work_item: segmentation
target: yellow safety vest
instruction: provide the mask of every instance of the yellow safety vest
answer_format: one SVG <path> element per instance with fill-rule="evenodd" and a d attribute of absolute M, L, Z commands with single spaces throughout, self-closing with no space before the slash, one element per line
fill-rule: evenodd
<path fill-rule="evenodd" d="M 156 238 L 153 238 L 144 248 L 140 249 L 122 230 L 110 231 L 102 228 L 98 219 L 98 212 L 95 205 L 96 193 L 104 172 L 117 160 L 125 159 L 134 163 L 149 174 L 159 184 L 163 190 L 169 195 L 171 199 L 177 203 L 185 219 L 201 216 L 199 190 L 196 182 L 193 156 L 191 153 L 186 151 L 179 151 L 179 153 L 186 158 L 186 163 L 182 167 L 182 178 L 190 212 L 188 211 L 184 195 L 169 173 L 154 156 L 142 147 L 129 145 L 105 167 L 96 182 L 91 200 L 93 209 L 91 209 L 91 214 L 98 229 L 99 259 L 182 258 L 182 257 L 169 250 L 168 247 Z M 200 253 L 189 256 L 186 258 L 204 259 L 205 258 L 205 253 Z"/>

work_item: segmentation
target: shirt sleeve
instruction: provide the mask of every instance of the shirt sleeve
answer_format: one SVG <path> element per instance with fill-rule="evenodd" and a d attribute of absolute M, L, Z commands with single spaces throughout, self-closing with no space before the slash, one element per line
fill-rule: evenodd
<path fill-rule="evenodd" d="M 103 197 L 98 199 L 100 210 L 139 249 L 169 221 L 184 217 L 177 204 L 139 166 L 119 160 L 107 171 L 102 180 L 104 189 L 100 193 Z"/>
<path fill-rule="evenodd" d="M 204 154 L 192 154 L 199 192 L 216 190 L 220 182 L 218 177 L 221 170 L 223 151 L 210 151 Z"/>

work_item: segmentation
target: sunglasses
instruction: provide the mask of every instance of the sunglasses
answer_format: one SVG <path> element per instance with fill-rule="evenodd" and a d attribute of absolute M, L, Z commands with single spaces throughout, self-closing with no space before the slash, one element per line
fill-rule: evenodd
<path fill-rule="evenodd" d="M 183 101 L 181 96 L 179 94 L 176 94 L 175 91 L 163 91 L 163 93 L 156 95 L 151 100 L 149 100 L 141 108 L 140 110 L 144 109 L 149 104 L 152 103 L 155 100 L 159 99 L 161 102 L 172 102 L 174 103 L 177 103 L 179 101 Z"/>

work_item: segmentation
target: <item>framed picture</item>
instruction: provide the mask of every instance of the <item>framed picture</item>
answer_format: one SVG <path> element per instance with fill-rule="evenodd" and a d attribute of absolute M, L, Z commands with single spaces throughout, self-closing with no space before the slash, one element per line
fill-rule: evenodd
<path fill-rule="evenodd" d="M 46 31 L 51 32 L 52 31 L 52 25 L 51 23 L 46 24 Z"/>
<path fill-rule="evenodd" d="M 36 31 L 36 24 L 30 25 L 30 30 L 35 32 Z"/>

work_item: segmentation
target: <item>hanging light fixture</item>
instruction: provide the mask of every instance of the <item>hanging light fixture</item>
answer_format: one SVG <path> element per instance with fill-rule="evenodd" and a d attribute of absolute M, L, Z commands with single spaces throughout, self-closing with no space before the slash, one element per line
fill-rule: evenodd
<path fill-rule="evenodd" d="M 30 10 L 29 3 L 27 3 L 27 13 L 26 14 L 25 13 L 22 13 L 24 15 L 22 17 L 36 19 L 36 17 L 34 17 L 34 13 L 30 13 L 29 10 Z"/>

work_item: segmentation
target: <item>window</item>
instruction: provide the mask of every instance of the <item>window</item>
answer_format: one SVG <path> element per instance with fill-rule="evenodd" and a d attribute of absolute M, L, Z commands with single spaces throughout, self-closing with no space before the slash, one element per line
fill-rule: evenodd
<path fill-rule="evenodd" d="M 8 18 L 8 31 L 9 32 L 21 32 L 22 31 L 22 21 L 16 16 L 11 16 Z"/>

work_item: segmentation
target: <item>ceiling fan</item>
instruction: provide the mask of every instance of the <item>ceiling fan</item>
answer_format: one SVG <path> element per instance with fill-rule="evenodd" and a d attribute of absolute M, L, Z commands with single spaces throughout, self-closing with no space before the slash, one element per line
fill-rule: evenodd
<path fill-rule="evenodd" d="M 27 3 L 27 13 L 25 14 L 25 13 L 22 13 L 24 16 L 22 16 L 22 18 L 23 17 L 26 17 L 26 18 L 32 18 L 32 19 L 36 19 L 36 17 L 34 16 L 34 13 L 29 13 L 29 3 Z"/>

*GIVEN INSTRUCTION*
Extract all the material, leaving every line as it is.

*COMPLETED TASK*
work_item: segmentation
target: yellow safety vest
instruction: provide the mask of every instance of the yellow safety vest
answer_format: one SVG <path> element per instance with fill-rule="evenodd" and a d attribute of absolute M, L, Z commands with single spaces throughout, self-closing with no space before the slash, one element per line
fill-rule: evenodd
<path fill-rule="evenodd" d="M 156 238 L 153 238 L 144 248 L 140 249 L 122 230 L 110 231 L 102 228 L 98 219 L 98 212 L 95 205 L 96 193 L 104 172 L 117 160 L 125 159 L 134 163 L 149 174 L 159 184 L 163 190 L 169 195 L 171 199 L 177 203 L 185 219 L 201 216 L 199 190 L 196 182 L 193 156 L 191 153 L 186 151 L 179 151 L 179 153 L 186 158 L 186 163 L 182 167 L 182 178 L 190 212 L 188 211 L 184 195 L 169 173 L 154 156 L 142 147 L 129 145 L 105 167 L 96 182 L 91 200 L 93 209 L 91 209 L 91 214 L 98 229 L 99 259 L 182 258 L 182 257 L 169 250 L 168 247 Z M 200 253 L 189 256 L 186 258 L 204 259 L 205 258 L 205 253 Z"/>

work_item: segmentation
target: shirt sleeve
instruction: provide the mask of every instance of the shirt sleeve
answer_format: one SVG <path> element per instance with fill-rule="evenodd" and a d attribute of absolute M, L, Z commands with single spaces throughout, self-closing with no space before the slash, one element per line
fill-rule: evenodd
<path fill-rule="evenodd" d="M 103 197 L 98 199 L 100 210 L 139 249 L 169 221 L 184 217 L 177 204 L 139 166 L 119 160 L 107 171 L 102 180 L 104 189 L 100 193 Z"/>
<path fill-rule="evenodd" d="M 204 154 L 192 154 L 199 192 L 216 190 L 220 182 L 218 177 L 221 170 L 223 151 L 210 151 Z"/>

work_item: segmentation
target: sunglasses
instruction: provide the mask of every instance of the sunglasses
answer_format: one SVG <path> element per instance with fill-rule="evenodd" and a d attribute of absolute M, L, Z commands with single spaces throughout, self-closing with no space before the slash, one element per line
fill-rule: evenodd
<path fill-rule="evenodd" d="M 183 101 L 181 96 L 179 94 L 176 94 L 175 91 L 163 91 L 163 93 L 156 95 L 151 100 L 149 100 L 141 108 L 140 110 L 144 109 L 149 104 L 152 103 L 155 100 L 159 99 L 161 102 L 172 102 L 174 103 L 177 103 L 179 101 Z"/>

work_item: segmentation
target: <item>framed picture</item>
instruction: provide the mask of every instance of the <item>framed picture</item>
answer_format: one SVG <path> element per instance with fill-rule="evenodd" and a d attribute of absolute M, L, Z commands with single spaces throughout, self-closing with no space before the slash, one element per line
fill-rule: evenodd
<path fill-rule="evenodd" d="M 46 31 L 51 32 L 52 31 L 52 25 L 51 23 L 46 24 Z"/>
<path fill-rule="evenodd" d="M 36 31 L 36 24 L 30 25 L 30 30 L 35 32 Z"/>

work_item: segmentation
target: <item>hanging light fixture</item>
instruction: provide the mask of every instance of the <item>hanging light fixture</item>
answer_format: one SVG <path> element per instance with fill-rule="evenodd" and a d attribute of absolute M, L, Z commands with single spaces throughout, self-closing with no space before the slash, one element per line
fill-rule: evenodd
<path fill-rule="evenodd" d="M 30 10 L 29 3 L 27 3 L 27 13 L 26 14 L 25 13 L 22 13 L 24 15 L 22 17 L 36 19 L 36 17 L 34 17 L 34 13 L 30 13 L 29 10 Z"/>

work_item: segmentation
target: <item>window</item>
instruction: provide the mask of every instance of the <item>window</item>
answer_format: one SVG <path> element per instance with fill-rule="evenodd" and a d attribute of absolute M, L, Z commands with single spaces throughout, self-closing with no space before the slash, one element per line
fill-rule: evenodd
<path fill-rule="evenodd" d="M 8 18 L 8 31 L 9 32 L 21 32 L 22 31 L 22 21 L 16 16 L 11 16 Z"/>

work_item: segmentation
target: <item>ceiling fan</item>
instruction: provide the mask of every instance of the <item>ceiling fan</item>
answer_format: one SVG <path> element per instance with fill-rule="evenodd" and a d attribute of absolute M, L, Z commands with single spaces throughout, self-closing with no space before the slash, one element per line
fill-rule: evenodd
<path fill-rule="evenodd" d="M 27 3 L 27 13 L 25 14 L 25 13 L 22 13 L 24 16 L 22 16 L 22 18 L 23 17 L 26 17 L 26 18 L 32 18 L 32 19 L 36 19 L 36 17 L 34 16 L 34 13 L 29 13 L 29 3 Z"/>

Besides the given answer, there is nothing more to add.